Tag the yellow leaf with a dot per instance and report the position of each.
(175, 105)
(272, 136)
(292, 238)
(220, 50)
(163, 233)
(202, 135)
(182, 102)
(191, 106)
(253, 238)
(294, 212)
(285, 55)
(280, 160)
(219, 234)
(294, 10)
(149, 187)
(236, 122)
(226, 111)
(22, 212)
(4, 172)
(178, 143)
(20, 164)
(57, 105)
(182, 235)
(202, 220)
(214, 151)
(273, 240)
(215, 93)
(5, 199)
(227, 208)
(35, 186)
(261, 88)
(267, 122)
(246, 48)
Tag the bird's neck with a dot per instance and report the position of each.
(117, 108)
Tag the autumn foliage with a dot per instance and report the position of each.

----

__TASK PROMPT__: Write all the data out again, word for word.

__TASK RESPONSE__:
Tag the yellow leaf with a dot per instance and report the position of each.
(175, 105)
(272, 136)
(292, 238)
(220, 50)
(163, 233)
(202, 135)
(182, 102)
(191, 106)
(253, 238)
(294, 212)
(285, 55)
(280, 160)
(219, 234)
(294, 10)
(149, 187)
(236, 122)
(226, 111)
(22, 212)
(4, 172)
(178, 143)
(20, 164)
(57, 105)
(182, 235)
(202, 220)
(214, 151)
(273, 240)
(215, 93)
(5, 199)
(227, 208)
(35, 186)
(261, 88)
(267, 122)
(246, 48)
Tag the bird's neck with a dot per instance and report the position of each.
(117, 108)
Tag the autumn foliage with a dot per instance and report the position of each.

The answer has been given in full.